Stored entries —

[Start of section]

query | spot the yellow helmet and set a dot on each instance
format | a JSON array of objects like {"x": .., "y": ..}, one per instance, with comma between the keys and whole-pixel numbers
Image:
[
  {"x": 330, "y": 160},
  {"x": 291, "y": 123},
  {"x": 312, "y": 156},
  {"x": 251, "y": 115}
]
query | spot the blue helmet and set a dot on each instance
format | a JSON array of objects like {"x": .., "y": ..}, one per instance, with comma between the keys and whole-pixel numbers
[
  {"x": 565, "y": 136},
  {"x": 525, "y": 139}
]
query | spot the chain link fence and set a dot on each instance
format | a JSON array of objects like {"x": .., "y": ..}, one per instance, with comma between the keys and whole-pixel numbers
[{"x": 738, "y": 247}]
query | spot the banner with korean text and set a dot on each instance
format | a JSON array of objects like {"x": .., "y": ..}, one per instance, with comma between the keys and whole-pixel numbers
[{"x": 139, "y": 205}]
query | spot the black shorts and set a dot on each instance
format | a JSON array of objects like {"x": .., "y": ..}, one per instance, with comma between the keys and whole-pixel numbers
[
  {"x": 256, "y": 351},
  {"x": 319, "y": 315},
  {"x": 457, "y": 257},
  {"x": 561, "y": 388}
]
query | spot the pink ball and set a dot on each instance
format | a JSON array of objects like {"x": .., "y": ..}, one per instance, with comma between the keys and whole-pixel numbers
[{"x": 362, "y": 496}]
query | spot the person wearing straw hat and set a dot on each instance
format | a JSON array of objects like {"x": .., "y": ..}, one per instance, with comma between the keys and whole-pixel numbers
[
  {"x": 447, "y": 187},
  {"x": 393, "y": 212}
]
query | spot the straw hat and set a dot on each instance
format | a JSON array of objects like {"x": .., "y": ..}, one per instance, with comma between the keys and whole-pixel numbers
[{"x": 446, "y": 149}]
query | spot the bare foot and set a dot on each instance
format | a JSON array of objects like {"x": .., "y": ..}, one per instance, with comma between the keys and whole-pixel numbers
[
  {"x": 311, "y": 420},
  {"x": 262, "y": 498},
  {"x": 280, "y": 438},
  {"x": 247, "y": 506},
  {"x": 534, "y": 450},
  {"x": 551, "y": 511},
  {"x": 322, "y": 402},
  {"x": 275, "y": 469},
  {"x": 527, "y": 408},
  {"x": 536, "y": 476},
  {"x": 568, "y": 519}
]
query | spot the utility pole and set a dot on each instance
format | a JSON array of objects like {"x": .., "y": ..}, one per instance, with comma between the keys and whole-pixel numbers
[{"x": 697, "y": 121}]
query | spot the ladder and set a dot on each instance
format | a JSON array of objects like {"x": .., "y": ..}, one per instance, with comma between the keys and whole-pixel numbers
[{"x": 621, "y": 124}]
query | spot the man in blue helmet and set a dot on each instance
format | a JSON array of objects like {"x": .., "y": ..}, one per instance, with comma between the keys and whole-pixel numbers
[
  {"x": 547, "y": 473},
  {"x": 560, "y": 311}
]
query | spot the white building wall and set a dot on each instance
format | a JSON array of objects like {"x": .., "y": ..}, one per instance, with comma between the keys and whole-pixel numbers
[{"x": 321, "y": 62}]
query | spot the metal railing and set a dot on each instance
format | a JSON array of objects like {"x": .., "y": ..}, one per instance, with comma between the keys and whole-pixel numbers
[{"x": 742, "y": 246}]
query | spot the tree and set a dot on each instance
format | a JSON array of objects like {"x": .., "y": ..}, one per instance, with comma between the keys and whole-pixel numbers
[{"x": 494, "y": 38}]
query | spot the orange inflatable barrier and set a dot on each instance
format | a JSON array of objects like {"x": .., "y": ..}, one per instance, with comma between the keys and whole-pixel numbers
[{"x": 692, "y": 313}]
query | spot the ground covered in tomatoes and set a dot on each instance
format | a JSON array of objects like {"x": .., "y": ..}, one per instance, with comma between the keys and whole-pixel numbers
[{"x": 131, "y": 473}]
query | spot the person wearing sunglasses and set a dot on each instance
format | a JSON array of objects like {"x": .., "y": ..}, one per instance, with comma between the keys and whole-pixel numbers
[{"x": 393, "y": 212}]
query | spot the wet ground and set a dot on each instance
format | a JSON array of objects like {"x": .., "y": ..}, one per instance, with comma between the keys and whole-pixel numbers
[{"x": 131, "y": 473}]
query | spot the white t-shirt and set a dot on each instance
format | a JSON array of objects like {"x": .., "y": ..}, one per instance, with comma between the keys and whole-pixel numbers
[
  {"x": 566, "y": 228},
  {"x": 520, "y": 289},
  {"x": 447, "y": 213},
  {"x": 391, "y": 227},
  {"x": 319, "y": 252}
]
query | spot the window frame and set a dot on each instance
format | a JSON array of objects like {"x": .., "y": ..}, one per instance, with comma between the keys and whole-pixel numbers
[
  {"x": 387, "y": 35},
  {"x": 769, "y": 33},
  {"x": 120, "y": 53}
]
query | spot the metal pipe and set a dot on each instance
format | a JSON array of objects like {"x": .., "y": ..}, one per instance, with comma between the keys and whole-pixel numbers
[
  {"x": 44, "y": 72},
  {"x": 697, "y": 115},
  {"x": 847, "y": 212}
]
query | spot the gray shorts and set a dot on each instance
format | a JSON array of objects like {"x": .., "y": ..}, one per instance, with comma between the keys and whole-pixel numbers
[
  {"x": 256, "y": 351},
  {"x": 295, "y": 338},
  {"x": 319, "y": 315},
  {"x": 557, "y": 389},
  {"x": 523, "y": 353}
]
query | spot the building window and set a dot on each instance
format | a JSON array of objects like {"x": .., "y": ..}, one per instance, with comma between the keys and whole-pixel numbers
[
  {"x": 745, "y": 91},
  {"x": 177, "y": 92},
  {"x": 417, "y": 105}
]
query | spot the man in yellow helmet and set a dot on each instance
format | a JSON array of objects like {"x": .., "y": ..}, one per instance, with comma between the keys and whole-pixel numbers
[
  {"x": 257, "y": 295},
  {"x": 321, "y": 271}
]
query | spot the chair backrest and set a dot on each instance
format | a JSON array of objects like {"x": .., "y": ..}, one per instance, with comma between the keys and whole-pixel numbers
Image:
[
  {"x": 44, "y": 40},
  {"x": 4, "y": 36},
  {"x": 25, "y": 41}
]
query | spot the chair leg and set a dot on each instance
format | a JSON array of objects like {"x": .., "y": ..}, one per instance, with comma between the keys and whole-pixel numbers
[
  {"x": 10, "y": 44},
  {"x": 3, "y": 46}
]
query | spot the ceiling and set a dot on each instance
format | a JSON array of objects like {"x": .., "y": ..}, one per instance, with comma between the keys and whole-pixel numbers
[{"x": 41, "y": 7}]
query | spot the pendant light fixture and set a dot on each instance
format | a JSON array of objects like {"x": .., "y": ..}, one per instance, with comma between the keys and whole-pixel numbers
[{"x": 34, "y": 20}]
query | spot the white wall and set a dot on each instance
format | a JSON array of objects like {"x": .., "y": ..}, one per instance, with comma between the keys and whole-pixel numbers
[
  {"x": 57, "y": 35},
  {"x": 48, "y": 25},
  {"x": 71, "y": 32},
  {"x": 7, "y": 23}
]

[End of section]

Read through the entries above, and wherever a line holds the string "building", copy it.

EXPECTED OUTPUT —
query | spot the white building wall and set a dot on each instance
query | spot the building window and set a dot on each instance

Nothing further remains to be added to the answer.